• **Exercise task**:
Copy the material from the line with "Where can you spot the rocky" to the line with "pixel 100 88", putting "pine" in place of "spruce" and leaving all else unchanged.

• **Data entries**:
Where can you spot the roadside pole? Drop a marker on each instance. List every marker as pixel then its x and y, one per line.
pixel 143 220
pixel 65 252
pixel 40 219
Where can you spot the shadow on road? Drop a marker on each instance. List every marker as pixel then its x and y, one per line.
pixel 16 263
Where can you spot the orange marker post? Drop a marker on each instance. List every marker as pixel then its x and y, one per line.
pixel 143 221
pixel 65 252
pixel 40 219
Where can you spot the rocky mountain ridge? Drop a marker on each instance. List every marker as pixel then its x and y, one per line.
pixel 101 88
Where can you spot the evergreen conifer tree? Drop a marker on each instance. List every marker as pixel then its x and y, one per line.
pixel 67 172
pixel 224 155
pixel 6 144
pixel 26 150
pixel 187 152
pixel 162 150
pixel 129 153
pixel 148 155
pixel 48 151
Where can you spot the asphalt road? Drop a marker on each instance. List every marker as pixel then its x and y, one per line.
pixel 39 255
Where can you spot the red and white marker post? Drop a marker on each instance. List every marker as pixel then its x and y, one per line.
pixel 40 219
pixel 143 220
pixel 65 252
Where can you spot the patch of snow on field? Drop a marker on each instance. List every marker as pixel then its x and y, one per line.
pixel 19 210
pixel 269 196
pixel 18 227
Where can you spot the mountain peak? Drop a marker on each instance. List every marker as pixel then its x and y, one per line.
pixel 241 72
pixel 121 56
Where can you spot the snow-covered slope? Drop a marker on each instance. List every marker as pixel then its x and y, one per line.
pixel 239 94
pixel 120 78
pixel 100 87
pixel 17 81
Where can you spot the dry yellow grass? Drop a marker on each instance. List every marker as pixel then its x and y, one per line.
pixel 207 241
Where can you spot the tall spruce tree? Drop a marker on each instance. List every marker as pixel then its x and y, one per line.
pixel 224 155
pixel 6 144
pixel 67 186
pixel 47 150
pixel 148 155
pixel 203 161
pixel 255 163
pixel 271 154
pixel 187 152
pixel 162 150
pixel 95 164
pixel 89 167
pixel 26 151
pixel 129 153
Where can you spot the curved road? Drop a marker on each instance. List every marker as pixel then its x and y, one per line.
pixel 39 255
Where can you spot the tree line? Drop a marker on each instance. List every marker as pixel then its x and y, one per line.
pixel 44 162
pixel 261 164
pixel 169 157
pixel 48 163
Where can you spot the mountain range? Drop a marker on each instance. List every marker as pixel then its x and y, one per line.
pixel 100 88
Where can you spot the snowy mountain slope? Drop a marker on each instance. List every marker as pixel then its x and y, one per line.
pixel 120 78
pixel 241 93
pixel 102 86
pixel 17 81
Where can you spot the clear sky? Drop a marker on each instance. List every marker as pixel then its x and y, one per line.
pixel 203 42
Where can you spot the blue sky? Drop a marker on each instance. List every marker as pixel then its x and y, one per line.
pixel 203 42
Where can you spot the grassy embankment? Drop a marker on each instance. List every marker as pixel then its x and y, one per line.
...
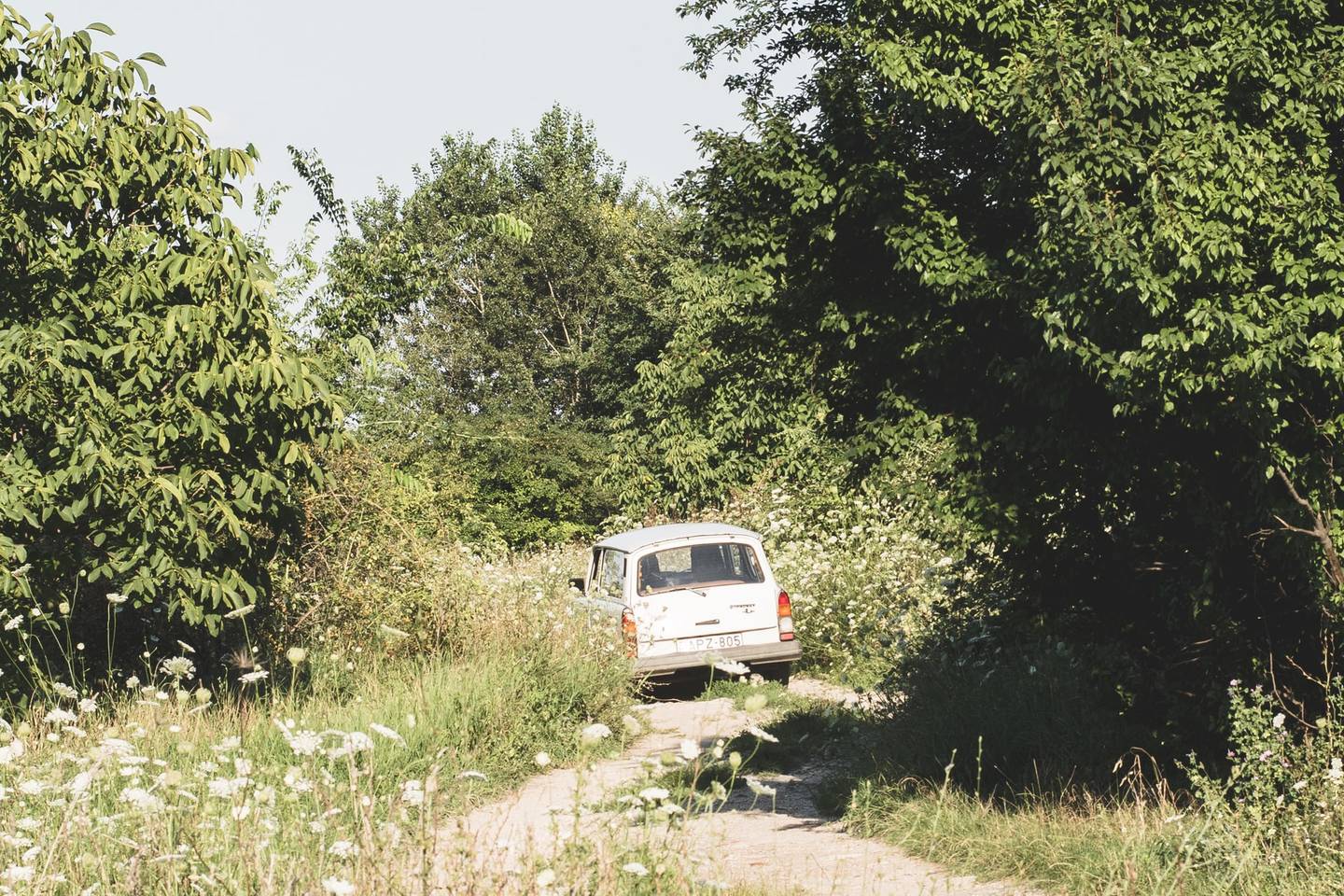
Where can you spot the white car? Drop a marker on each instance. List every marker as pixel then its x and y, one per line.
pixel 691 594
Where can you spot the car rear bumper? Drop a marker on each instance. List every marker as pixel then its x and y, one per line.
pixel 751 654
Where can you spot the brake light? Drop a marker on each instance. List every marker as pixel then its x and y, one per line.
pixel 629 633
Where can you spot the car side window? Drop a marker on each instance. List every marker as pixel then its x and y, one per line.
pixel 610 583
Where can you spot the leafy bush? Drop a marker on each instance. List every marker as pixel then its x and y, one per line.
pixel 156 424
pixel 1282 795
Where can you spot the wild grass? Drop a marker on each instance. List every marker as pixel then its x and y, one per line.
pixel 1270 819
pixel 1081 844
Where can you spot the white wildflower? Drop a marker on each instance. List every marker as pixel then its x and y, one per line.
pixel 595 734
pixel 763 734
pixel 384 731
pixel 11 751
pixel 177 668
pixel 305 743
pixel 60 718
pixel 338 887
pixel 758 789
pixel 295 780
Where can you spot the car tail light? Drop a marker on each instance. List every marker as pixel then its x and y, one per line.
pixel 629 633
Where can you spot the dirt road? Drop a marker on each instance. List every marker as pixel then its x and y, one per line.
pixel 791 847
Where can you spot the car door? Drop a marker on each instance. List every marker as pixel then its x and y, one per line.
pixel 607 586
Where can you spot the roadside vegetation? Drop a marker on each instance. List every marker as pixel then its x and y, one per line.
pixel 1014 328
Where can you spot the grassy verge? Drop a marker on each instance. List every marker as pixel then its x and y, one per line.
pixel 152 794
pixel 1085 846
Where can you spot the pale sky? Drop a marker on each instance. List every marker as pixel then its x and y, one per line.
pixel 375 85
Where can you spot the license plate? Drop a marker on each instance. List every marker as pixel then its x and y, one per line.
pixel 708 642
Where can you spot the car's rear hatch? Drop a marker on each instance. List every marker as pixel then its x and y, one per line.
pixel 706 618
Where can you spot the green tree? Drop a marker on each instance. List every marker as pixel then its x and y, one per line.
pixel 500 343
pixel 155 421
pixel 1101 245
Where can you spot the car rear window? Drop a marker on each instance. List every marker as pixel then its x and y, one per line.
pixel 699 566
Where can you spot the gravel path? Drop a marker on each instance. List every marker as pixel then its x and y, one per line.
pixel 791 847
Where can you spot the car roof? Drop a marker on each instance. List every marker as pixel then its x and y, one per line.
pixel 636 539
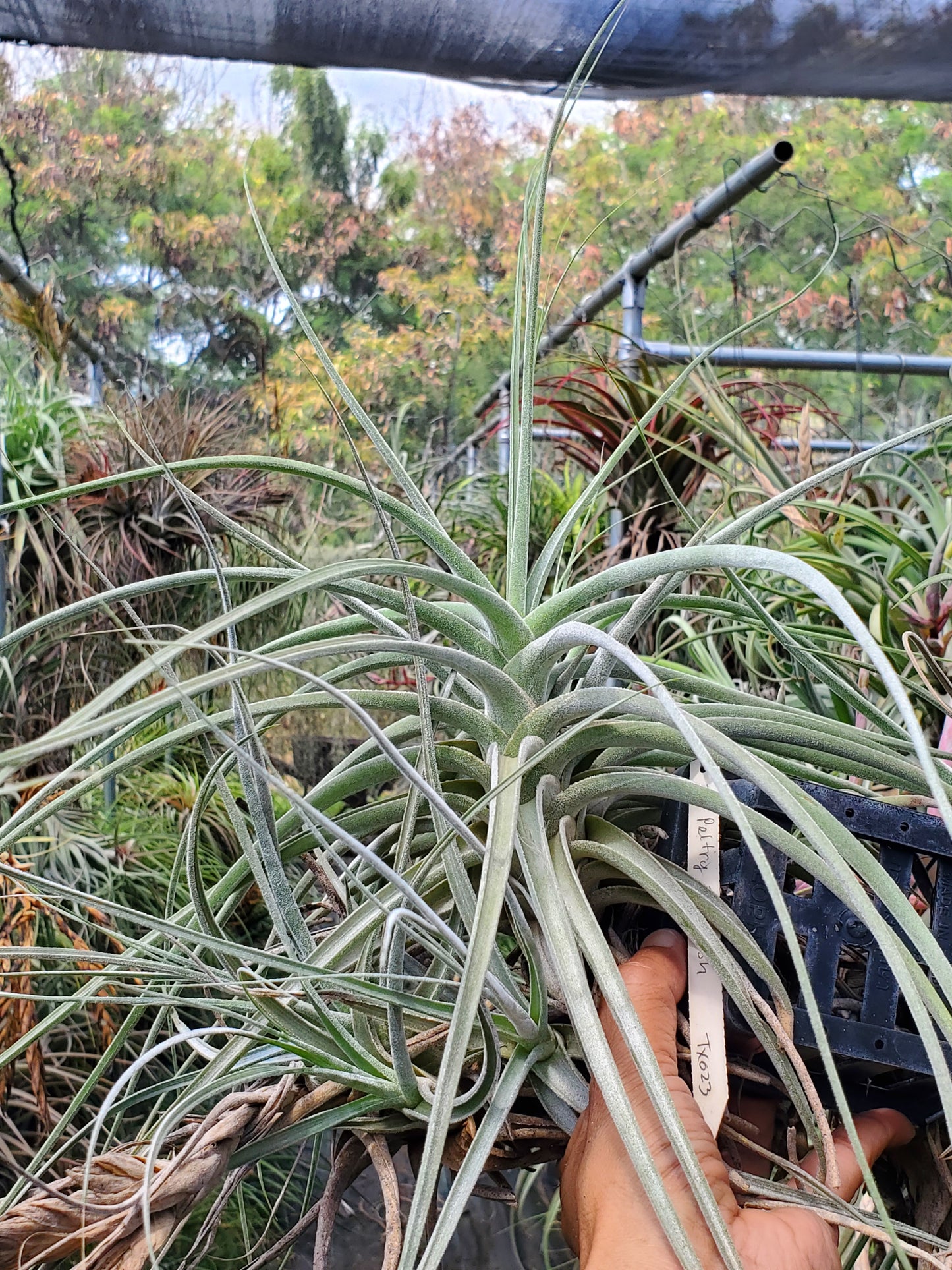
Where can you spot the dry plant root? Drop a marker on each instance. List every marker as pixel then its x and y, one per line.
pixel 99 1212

• **Result of the task**:
Where can you spot the rocky mountain ridge? Drop a marker on each instance. List every marker as pixel then its x and y, one per line.
pixel 101 88
Where can you spot the evergreen conifer tree? Drop a marker on each instance. List every marker as pixel then its x and y, one per line.
pixel 67 172
pixel 224 155
pixel 6 144
pixel 26 150
pixel 187 152
pixel 162 150
pixel 129 153
pixel 148 155
pixel 48 151
Where can you spot the asphalt road? Drop a marker on each instance. List every marker as pixel then its x and y, one per line.
pixel 39 255
Where can you spot the red and white marker post? Drop a marker on each instance. List every marker as pixel then its x and y, one per line.
pixel 40 219
pixel 143 220
pixel 65 252
Where can you spot the patch of snow on field? Drop a marker on each instance. List every marker as pixel then its x and y, one per line.
pixel 19 210
pixel 269 196
pixel 18 227
Where can you spot the mountain peak? Drop a marker on each instance. List every marker as pixel then its x and y, one per line.
pixel 241 72
pixel 121 56
Where can you spot the snow-covered slope? Drop a marker on each instance. List every marker as pixel then its x and y, one per line.
pixel 239 94
pixel 120 78
pixel 100 87
pixel 17 81
Where can you spot the dry yellow grass? Drop a marker on each instance. List every marker as pixel then its x and y, one per line.
pixel 207 241
Where can you spot the tall pine tree? Drop a marker on each instance. List every marker as pixel then its x and y, one per line.
pixel 224 155
pixel 6 144
pixel 67 186
pixel 47 150
pixel 148 155
pixel 203 161
pixel 255 163
pixel 271 154
pixel 187 152
pixel 162 150
pixel 95 164
pixel 89 167
pixel 26 151
pixel 129 153
Where can you spot the curved road? Drop a marker on each instance. List every marker as pixel then its x and y, one per line.
pixel 39 255
Where can you spot the tree line? Drop a marker on each instance. List every marker as pixel then its x and y, one per line.
pixel 44 162
pixel 261 164
pixel 169 157
pixel 48 163
Where can you spot the mountain range? Drop a marker on each instance. List every marker as pixel then its x and y, one per line.
pixel 100 88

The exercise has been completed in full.